--- YOUR TASK ---
Copy out nothing but the line containing "Ground white sauce" and the lines that follow it to the end of the entries, exactly as they stand.

-------- MATERIAL SUPPLIED

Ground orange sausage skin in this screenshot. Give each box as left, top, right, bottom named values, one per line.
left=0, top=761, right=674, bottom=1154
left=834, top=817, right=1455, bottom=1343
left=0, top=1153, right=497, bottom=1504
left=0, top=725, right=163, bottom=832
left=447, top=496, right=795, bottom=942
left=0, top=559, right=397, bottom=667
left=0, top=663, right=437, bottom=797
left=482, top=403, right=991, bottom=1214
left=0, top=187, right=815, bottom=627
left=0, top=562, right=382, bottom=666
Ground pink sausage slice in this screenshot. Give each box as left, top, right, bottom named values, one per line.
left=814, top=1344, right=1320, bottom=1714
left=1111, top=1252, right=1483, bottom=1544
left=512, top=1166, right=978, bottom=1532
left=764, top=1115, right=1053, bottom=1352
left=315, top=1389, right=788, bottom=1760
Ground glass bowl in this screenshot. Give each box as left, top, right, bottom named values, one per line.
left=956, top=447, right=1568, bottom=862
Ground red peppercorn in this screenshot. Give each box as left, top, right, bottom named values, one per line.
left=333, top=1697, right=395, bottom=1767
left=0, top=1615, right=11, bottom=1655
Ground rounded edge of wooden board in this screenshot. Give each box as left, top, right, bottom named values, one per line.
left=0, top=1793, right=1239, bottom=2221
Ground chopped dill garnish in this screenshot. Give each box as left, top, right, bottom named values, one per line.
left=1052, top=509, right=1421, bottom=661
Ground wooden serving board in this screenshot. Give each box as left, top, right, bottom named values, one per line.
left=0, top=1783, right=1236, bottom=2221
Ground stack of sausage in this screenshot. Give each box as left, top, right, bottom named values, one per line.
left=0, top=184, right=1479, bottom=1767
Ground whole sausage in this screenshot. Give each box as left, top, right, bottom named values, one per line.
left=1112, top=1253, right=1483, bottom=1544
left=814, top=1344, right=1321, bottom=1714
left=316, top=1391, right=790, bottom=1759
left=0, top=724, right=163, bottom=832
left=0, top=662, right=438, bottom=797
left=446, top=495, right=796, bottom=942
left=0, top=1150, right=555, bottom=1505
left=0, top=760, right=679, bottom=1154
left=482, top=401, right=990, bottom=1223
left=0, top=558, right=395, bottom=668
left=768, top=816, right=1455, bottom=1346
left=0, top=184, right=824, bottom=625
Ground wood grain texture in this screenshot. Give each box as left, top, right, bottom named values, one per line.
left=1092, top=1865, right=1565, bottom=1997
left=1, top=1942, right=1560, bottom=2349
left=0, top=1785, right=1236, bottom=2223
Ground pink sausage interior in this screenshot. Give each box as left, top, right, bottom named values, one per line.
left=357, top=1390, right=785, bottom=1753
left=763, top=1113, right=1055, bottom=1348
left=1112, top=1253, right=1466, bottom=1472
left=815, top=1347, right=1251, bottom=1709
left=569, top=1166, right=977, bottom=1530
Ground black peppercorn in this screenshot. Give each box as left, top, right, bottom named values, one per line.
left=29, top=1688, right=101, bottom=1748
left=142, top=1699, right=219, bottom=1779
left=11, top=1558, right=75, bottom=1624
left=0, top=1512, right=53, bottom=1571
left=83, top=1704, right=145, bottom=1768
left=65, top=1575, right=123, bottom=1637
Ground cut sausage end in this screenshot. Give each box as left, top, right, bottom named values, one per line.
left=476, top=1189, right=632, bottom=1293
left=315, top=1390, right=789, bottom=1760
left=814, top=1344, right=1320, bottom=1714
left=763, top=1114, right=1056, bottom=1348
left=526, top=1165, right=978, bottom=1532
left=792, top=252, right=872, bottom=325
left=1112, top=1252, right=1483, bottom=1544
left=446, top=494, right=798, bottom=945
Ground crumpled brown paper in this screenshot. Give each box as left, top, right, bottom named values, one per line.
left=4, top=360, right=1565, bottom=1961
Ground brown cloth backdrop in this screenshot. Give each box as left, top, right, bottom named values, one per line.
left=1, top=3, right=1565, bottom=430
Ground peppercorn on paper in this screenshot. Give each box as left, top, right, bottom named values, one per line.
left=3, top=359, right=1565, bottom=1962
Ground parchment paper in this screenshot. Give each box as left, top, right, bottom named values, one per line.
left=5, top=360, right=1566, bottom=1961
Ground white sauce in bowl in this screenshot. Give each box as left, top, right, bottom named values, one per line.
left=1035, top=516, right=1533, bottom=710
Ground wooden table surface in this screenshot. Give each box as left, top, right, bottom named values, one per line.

----------------

--- OUTPUT FOR THIS EXERCISE ---
Ground white sauce in bowl in this screenshot. Give each box as left, top, right, bottom named values, one per line.
left=1035, top=516, right=1533, bottom=710
Ground wooden table surface in this screenshot. Give each box as left, top, right, bottom named values, one per line.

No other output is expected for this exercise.